In the records that follow, find each line with "could" and pull it out.

Records contained in a dataset:
_ _ _
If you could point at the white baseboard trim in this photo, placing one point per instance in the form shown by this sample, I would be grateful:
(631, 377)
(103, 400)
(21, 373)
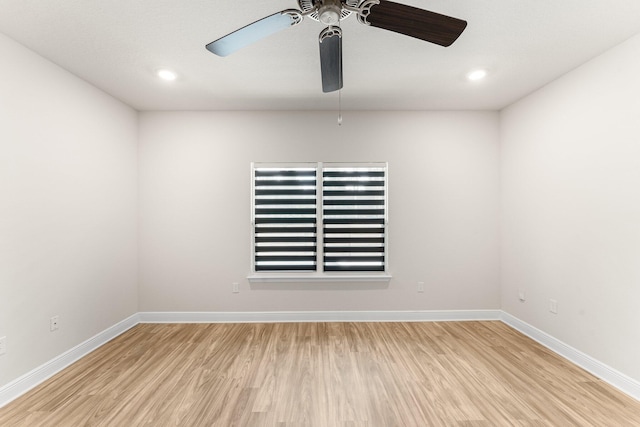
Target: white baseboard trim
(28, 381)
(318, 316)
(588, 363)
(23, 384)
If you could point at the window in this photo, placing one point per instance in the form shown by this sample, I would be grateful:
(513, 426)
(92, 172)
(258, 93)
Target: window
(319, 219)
_ _ _
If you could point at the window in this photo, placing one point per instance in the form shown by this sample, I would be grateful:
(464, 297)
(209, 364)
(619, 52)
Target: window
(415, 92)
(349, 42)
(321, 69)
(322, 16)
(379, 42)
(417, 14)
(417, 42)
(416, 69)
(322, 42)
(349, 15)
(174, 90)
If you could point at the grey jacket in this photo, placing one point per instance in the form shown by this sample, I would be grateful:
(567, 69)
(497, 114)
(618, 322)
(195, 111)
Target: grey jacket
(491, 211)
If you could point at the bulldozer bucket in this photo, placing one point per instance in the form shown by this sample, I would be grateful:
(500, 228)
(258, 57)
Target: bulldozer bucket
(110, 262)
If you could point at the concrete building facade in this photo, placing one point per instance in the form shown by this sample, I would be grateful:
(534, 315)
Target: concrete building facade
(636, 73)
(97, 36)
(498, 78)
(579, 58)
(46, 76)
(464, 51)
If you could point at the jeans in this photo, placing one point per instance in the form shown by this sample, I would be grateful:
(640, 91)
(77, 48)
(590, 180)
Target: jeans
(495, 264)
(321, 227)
_ _ _
> _Task output_
If you could point at the white baseboard trim in this photo, placing one point per instance in the form shown by this sample, I would be grateful:
If you could point at the window in this photo, placing one point per instance in the form shown by this sample, I would be grateful:
If you could point at the window in this photo, placing one point per instance in the form shown by this sample, I would be grateful:
If you could point at the grey jacket in this photo, placing one point per instance in the form shown by this sample, I would be grateful:
If you could point at the bulldozer bucket in this photo, placing one point per instance in the form shown by this sample, I would be grateful:
If you could point at the concrete building facade in this photo, placing one point per instance in the form shown by this sample, I would be grateful:
If you could point at the jeans in this photo, placing one point per instance in the form shown by this sample, I would be grateful:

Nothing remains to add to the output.